Gegen Mittag beobachte ich, wie einige der Jungfische, die auf dem Boden nach Nahrung suchen, das dann auch bei den älteren L 144 zu beobachtende Verhalten des seitlichen Drückens und Wegstoßens zeigen.

25. 06. 2001
Die Jungfische "nuckeln" die Scheiben des Kastens bis zur Wasseroberfläche hin nach Nahrung ab. Die aufregendste Phase scheint überstanden zu sein, jetzt müssen sie nur noch fressen und wachsen.

27. 06. 2001
Beim obligatorischen Wasserwechsel sauge ich den Boden des Aquariums ab. Dabei gelangen auch einige Steinchen durch den Schlauch in den Eimer. Diesen Kies spüle ich mit warmen Wasser durch, um ihn anschließend wieder ins Aquarium zurück zu geben. Dabei bemerke ich, dass sich auch ein L 144 - Jungfisch bei dem Kies befindet. Offenbar hat er sich im Aquarium befunden und ich habe ihn mit eingesaugt. Ob er eine der drei verschwundenen Larven ist? Auf jeden Fall habe ich ihn sofort in den Ablaichkasten zu den anderen gesetzt und hoffe, dass er den Temperaturwechsel "AQ - Eimer - AQ" unbeschadet übersteht. Nun sind es also wieder 16 Jungfische.

28. 06. 2001
Allen, auch dem wiedergefundenen Jungfisch, geht es gut.

02. 07. 2001
Heute habe ich einen Jungfisch zu den großen Fischen ins Aquarium entlassen, um zu testen, ob die Jungfische auch dort überleben würden. Die ausgewachsenen L 144 scheinen ihn gar nicht zu bemerken, lediglich die Heterandia-formosa-Weibchen nähern sich ihm, greifen ihn jedoch nicht an.

· · · ·

Deine Aufgaben:
- 1) Zähl alle Datumsangaben auf, die im Text über die L-144-Jungfische stehen.
- 2) Schreib den Text über die L-144-Jungfische nach seinem letzten Satz weiter.

· · · ·

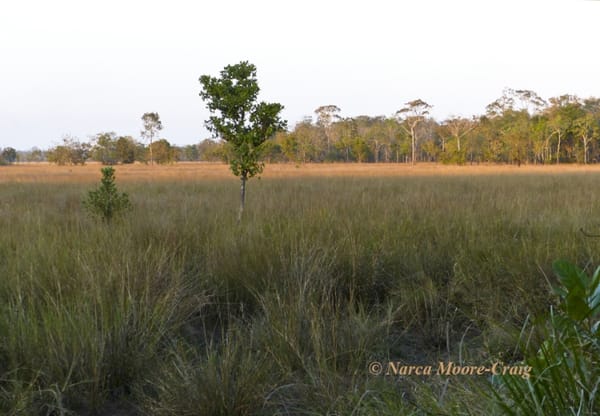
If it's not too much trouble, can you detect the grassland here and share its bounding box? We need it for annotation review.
[0,164,600,415]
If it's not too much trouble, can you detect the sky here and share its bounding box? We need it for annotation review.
[0,0,600,150]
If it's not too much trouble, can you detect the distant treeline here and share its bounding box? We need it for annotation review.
[0,89,600,165]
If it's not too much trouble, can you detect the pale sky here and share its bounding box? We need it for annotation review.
[0,0,600,150]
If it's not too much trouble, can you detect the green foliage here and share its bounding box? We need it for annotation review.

· · · ·

Antworten je Aufgabe:
- 1)
- 25. 06. 2001
- 27. 06. 2001
- 28. 06. 2001
- 02. 07. 2001

- 2)
03. 07. 2001
Der Jungfisch ist auch heute noch wohlauf, bewegt sich durch das ganze Aquarium, hält sich aber bevorzugt im Bereich der großen Wurzel, die quer im Becken liegt, auf. Ich habe daraufhin für die übrigen Jungfische im Ablaichkasten ebenfalls ein kleines Wurzelstückchen besorgt, das sie sofort annehmen. Jetzt stellt also nur noch die im Ablaichkasten konzentrierter mögliche Zufütterung mit Grünfutter-Tabletten einen Faktor dar, der einen positiven Einfluss auf das Wachstum der Jungfische haben könnte. Der Welspapa hat heute wieder begonnen, unter der großen Wurzel zu buddeln. Ich habe daraufhin rote Mückenlarven gefüttert. Diese scheinen sich nämlich positiv auf die "fleischlichen Gelüste" der Welse auszuwirken.

04. 07. 2001
Heute gibt es wieder den obligatorischen Wasserwechsel. Welspapa und Welsmama sind mehrfach in der Höhle unter der Wurzel. Da sie aber immer noch recht füllig aussieht, hat sich da wohl noch nichts getan.

05.07.2001
Der Welspapa bewacht die Höhle und lässt sich nur zum Fressen kurz blicken. Ich schätze mal, dass sich da nun meine zweite Nachzucht entwickelt.

09. 07. 2001
Mit dem heutigen Wasserwechsel habe ich die übrigen Jungfische aus dem Ablaichkasten ins Aquarium entlassen, da sie im Größenwachstum trotz guter Fütterung zu stagnieren scheinen. Im Aquarium können sie nun nicht mehr so zielgerichtet gefüttert werden, müssen sich wie in der Natur ihr Futter selber suchen, haben dafür aber mehr Platz zur Verfügung. Das Männchen hat nun schon seit längerem die Höhle unter der Wurzel nicht mehr verlassen und ein vorwitziger Jungfisch, der mal sehen wollte, was denn da wohl unter der Wurzel ist, wird gleich mit der Schwanzflosse weggescheucht.

10. 07. 2001
Das Welsmännchen hat ein Packet leerer Eihüllen aus der Höhle geschmissen. Die Larven sind also heute geschlüpft. Eine Larve habe ich kurzzeitig vor der Höhle liegen sehen. Ich hoffe, dass das Männchen sie wieder in die Höhle bugsieren konnte und sie nicht von den Heterandia-Weibchen gefressen wurde, welche ich daraufhin ausquartiert und abgegeben habe. Nun ist das Aquarium ein reines Artbecken für die L 144.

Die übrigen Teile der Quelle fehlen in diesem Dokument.